Aim: Output all entries verbatim. Skip pictures.

════════════════

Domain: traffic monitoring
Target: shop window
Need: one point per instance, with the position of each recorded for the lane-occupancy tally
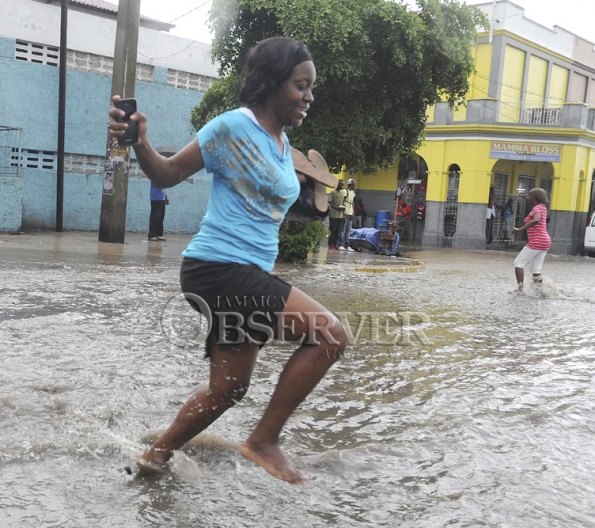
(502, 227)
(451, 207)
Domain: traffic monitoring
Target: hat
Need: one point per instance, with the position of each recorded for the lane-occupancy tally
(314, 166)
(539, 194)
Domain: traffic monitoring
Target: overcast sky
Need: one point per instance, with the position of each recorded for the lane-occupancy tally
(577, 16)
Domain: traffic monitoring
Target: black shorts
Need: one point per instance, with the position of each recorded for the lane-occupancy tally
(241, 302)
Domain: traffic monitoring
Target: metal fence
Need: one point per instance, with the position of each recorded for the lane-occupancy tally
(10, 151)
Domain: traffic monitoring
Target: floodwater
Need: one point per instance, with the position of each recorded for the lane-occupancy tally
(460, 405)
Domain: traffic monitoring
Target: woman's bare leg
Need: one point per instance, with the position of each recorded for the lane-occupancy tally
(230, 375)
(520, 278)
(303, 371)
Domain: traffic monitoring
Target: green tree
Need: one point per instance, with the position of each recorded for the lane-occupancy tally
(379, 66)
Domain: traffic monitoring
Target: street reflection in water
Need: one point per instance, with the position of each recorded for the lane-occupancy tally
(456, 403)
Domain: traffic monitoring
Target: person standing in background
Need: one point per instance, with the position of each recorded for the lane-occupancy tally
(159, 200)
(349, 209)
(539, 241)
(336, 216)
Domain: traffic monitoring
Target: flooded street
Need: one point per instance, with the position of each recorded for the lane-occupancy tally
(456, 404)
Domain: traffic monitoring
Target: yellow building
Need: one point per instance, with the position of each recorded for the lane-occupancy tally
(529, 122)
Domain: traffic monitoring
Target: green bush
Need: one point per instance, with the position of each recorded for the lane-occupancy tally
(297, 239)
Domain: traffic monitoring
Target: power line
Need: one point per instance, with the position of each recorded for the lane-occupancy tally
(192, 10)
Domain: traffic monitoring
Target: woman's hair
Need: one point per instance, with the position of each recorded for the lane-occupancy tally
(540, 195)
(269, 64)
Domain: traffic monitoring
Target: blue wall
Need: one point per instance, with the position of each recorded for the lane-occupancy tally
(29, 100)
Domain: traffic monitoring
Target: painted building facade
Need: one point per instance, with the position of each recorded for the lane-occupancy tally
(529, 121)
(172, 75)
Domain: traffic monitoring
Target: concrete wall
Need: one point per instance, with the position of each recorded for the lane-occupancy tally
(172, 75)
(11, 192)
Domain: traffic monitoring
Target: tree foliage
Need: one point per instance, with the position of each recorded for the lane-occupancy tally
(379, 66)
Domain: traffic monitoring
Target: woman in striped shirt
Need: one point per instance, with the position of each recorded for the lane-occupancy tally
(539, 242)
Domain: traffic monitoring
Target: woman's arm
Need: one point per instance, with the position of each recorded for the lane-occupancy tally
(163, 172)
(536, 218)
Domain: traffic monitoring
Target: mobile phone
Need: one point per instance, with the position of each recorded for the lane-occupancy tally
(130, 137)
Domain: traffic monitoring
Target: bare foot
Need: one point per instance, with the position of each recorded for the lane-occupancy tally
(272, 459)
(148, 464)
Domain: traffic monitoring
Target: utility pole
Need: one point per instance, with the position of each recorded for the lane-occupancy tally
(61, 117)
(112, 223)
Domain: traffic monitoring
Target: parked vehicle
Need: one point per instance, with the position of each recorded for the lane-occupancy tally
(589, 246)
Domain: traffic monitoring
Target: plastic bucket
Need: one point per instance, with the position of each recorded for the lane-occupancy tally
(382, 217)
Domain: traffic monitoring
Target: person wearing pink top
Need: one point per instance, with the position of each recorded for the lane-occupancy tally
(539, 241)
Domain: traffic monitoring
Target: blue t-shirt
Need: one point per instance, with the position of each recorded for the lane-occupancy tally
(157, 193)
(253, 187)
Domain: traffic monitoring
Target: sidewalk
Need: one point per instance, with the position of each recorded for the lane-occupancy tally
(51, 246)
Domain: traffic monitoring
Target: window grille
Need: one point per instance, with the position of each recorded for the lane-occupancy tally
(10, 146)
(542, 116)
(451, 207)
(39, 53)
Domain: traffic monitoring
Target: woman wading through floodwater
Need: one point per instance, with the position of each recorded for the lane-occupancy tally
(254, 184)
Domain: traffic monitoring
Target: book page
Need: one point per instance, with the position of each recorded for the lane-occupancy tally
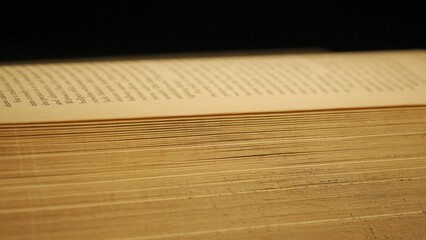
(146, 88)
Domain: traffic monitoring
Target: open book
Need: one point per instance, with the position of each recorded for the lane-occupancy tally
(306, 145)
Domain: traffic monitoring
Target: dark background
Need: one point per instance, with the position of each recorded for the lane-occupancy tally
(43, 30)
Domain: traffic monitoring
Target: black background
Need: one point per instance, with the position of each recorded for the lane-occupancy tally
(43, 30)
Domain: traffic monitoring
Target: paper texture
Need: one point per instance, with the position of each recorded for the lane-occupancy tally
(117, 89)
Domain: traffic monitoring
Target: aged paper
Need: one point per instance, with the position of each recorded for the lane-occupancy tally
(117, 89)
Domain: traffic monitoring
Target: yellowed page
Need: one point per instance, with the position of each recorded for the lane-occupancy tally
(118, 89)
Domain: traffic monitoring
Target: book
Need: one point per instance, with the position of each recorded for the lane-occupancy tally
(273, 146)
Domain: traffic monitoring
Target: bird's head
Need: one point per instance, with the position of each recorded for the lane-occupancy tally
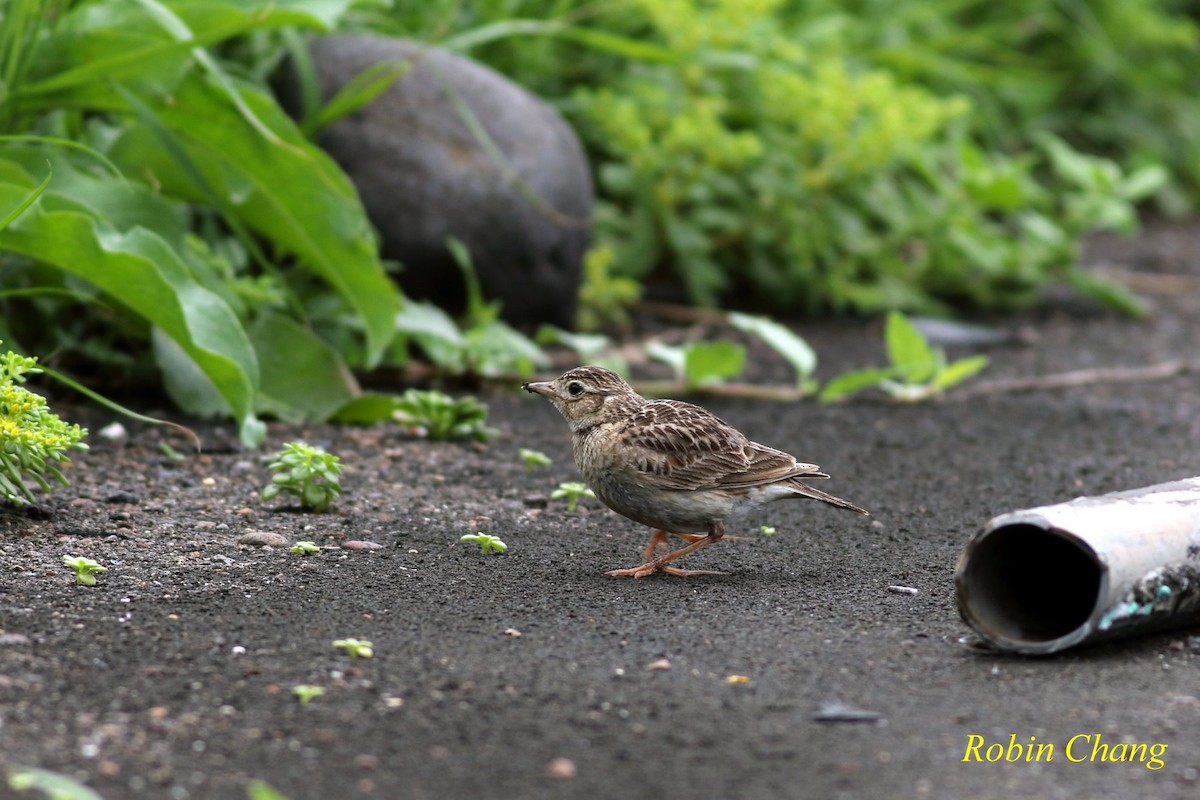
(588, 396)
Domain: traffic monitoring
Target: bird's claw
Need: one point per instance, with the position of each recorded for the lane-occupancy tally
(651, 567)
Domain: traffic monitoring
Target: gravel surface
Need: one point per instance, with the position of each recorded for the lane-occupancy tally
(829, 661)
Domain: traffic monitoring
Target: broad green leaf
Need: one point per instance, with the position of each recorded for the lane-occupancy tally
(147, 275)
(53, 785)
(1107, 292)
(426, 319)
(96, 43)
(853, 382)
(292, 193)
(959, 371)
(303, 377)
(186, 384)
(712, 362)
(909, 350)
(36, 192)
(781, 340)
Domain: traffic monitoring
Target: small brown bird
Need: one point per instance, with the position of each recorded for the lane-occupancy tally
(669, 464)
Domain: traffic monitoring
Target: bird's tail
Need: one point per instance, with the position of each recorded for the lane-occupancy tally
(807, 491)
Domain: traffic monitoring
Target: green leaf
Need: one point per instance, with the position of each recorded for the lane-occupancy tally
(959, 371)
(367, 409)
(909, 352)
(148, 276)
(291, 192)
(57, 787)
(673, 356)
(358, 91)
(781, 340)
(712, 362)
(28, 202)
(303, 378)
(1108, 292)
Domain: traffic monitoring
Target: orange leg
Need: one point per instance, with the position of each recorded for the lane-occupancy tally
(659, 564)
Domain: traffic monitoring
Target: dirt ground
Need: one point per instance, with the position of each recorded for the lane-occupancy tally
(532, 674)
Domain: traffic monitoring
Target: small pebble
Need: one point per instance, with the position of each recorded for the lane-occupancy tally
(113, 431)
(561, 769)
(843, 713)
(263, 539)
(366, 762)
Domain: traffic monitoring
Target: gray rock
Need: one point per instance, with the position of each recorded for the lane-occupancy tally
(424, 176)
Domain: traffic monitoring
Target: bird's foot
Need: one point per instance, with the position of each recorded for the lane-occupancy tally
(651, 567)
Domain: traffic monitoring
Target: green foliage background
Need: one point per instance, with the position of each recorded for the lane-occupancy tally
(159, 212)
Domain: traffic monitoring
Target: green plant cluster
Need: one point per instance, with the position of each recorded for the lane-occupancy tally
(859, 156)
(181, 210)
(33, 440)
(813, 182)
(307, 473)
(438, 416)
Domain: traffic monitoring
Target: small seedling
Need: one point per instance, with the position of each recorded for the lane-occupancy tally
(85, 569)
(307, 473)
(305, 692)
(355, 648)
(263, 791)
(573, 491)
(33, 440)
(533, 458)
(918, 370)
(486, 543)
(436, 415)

════════════════

Expected answer:
Domain: traffic monitoring
Target: shop window
Need: one point per instance, with the position of each recorded for the lane-occupancy tally
(502, 227)
(451, 207)
Domain: traffic monitoring
Target: hat
Need: one point per instance, with the position of each recorded for the lane-occupancy tally
(314, 166)
(539, 194)
Domain: traffic monitoring
Target: overcast sky
Need: one point per instance, with the position of each recorded for the lane-occupancy tally
(577, 16)
Domain: traffic monitoring
Target: black shorts
Need: one point per instance, with the position of each recorded for the lane-occupancy tally
(241, 302)
Domain: traffic monitoring
Target: metal fence
Need: one point per instance, with the position of each recorded for the lane-occupancy tally
(10, 151)
Domain: traffic monitoring
Target: floodwater
Need: one point per instance, with the position of each recorded for the lane-occupancy tally
(460, 405)
Domain: traffic monitoring
Target: woman's bare leg
Need: one point per instance, with the position of each recorded for the lane-occupancy tally
(230, 375)
(520, 278)
(303, 371)
Domain: traffic monitoring
Target: green tree
Need: one point per instance, with the position of each recorded for the lane-occupancy tally
(379, 66)
Domain: traffic monitoring
Target: street reflection in water
Need: one point per instance, with the position of each recorded for the lane-occupancy tally
(456, 403)
Domain: traffic monitoring
Target: person standing in background
Need: one point per instance, with the position of each recorded for the lane-occupancy tally
(159, 200)
(349, 209)
(539, 241)
(336, 216)
Domain: traffic monitoring
Target: flooded street
Need: one point per instance, with the position of each recorded for the lane-occupancy tally
(456, 404)
Domain: traffic monitoring
Target: yellow building
Need: one point per instance, with the position of each recorded for the lane-occupancy tally
(529, 122)
Domain: traffic monitoring
Target: green bush
Need: one point per instance, with the position of each recorded for the lane-occupancy tally
(297, 239)
Domain: traffic monitoring
Target: power line
Need: one point per instance, with the position of each recorded for the lane-occupancy tally
(192, 10)
Domain: traffic monitoring
Target: woman's hair
Need: one point per instance, with the position of each recorded for the lane-occupancy tally
(540, 195)
(269, 64)
Domain: traffic monitoring
Target: blue wall
Need: one point per instance, with the position of each recorded for the lane-occupancy tally
(29, 100)
Domain: traffic monitoring
Target: painted building facade
Need: one point per instance, with the position of each recorded for the lane-occupancy tally
(529, 121)
(172, 75)
Domain: traffic monitoring
Target: concrete wall
Need: one point per instance, with the position of each recorded for the lane-occupancy tally
(172, 75)
(11, 192)
Domain: traffic monitoring
Target: tree foliage
Need: one point per instance, with the position of each recorded for the lane-occupancy tally
(379, 66)
Domain: traffic monitoring
Target: woman in striped shirt
Need: one point per instance, with the position of each recorded for the lane-occupancy tally
(539, 242)
Domain: traffic monitoring
Target: woman's arm
Need: one point per instance, with the position of each recorded for the lane-occupancy tally
(163, 172)
(536, 218)
Domain: traffic monitoring
Target: mobile phone
Need: one point per instance, with the position of each recorded for the lane-occupancy tally
(130, 137)
Domain: traffic monitoring
Target: bare foot
Need: one point per instance, with the position of each recorded for the lane-occupancy tally
(272, 459)
(148, 464)
Domain: traffic monitoring
Target: utility pole
Need: one point per instance, with the position of each recorded for the lane-occupancy tally
(61, 117)
(112, 223)
Domain: traffic monitoring
Target: parked vehicle
Need: one point per instance, with the position of each recorded for the lane-occupancy tally
(589, 246)
Domain: traffic monitoring
Target: plastic bucket
Need: one point per instance, with the position of each recorded for the lane-occupancy tally
(382, 217)
Domain: traffic monitoring
Target: person wearing pink top
Need: one point per instance, with the position of each recorded for the lane-occupancy tally
(539, 241)
Domain: traffic monitoring
Target: blue t-shirt
Need: one point per instance, with the position of each recorded for the lane-occupancy tally
(157, 193)
(253, 187)
Domain: traffic monitoring
Target: sidewalk
Need: one point per instance, with the position of each recorded for the lane-occupancy tally
(51, 246)
Domain: traffic monitoring
Target: window grille
Need: one point per instance, with the position of each recorded for the lane-occupancy tally
(10, 146)
(542, 116)
(451, 207)
(39, 53)
Domain: traffic monitoring
Target: woman wading through floodwater
Need: one point per instance, with the position of each recorded for the lane-occupancy tally
(254, 184)
Domain: traffic monitoring
Target: book page
Need: one point per instance, with the position of each recorded for the lane-occupancy tally
(146, 88)
Domain: traffic monitoring
Target: open book
Need: one point per instance, with the position of each recorded for the lane-occupancy tally
(306, 145)
Domain: traffic monitoring
Target: dark background
Need: one point per instance, with the position of each recorded for the lane-occupancy tally
(43, 30)
Domain: traffic monitoring
Target: black background
Need: one point per instance, with the position of each recorded for the lane-occupancy tally
(43, 30)
Domain: traffic monitoring
Target: paper texture
Need: one point per instance, with the position of each recorded for the lane-occupancy tally
(117, 89)
Domain: traffic monitoring
Target: aged paper
Need: one point per instance, with the position of each recorded for the lane-occupancy tally
(117, 89)
Domain: traffic monitoring
Target: yellowed page
Need: one point per instance, with the position of each recorded for the lane-occupancy tally
(118, 89)
Domain: traffic monitoring
Target: book
Need: one point per instance, with the position of each recorded for the lane-occupancy tally
(273, 146)
Domain: traffic monitoring
Target: bird's head
Need: one point per instance, with the position of each recorded for the lane-occupancy tally
(588, 396)
Domain: traffic monitoring
Target: bird's claw
Need: one point per instance, with the position of each recorded for the lane-occupancy tally
(651, 567)
Domain: traffic monitoring
Target: gravel surface
Need: one point per instance, with the position of each recorded for the lane-occupancy tally
(829, 661)
Domain: traffic monitoring
Target: broad green leaf
Need: one point per instance, with the position of each recorded for the lane-occupancy tally
(147, 275)
(53, 785)
(1107, 292)
(426, 319)
(96, 43)
(853, 382)
(292, 193)
(959, 371)
(303, 377)
(186, 384)
(712, 362)
(909, 350)
(36, 192)
(781, 340)
Domain: traffic monitoring
Target: small brown bird
Need: one point per instance, with the position of each recorded for the lane-occupancy tally
(669, 464)
Domain: traffic monitoring
Target: bird's tail
Need: one point per instance, with the position of each recorded for the lane-occupancy tally
(807, 491)
Domain: traffic monitoring
Target: green leaf
Need: one point per instance, with the position of each recorded for the lane-occupancy tally
(959, 371)
(367, 409)
(909, 352)
(148, 276)
(291, 192)
(57, 787)
(673, 356)
(358, 91)
(781, 340)
(712, 362)
(28, 202)
(303, 378)
(1108, 292)
Domain: traffic monitoring
Target: orange leg
Need: one point per instance, with the position of each recorded for the lane-occupancy tally
(659, 564)
Domain: traffic monitoring
Target: dirt ground
Need: one point per instance, with the position of each recorded for the lane-occupancy tally
(532, 674)
Domain: traffic monitoring
Target: small pebble
Need: one point per instance, with the position of each recorded for the lane-occupancy tally
(113, 431)
(561, 769)
(843, 713)
(263, 539)
(366, 762)
Domain: traffic monitoring
Target: gray rock
Need: one point per instance, with the position of each recorded for the lane-occupancy tally
(424, 176)
Domain: traffic monitoring
Target: bird's foot
Need: one point per instance, with the position of each recorded for the lane-occupancy tally
(651, 567)
Domain: traffic monitoring
Target: green foliage background
Need: one point per instance, with the position of each recorded for the lane-occupancy tally
(159, 212)
Domain: traffic monitoring
Target: green plant cluster
Need: one point per instance, with the position of each recorded for the lane-occupancy tally
(859, 156)
(181, 210)
(33, 440)
(813, 182)
(307, 473)
(438, 416)
Domain: traffic monitoring
Target: small seedling
Need: one point per instance, with the position of each recorded for the lane-occupancy tally
(85, 569)
(307, 473)
(305, 692)
(355, 648)
(263, 791)
(573, 491)
(33, 440)
(533, 458)
(918, 370)
(486, 543)
(436, 415)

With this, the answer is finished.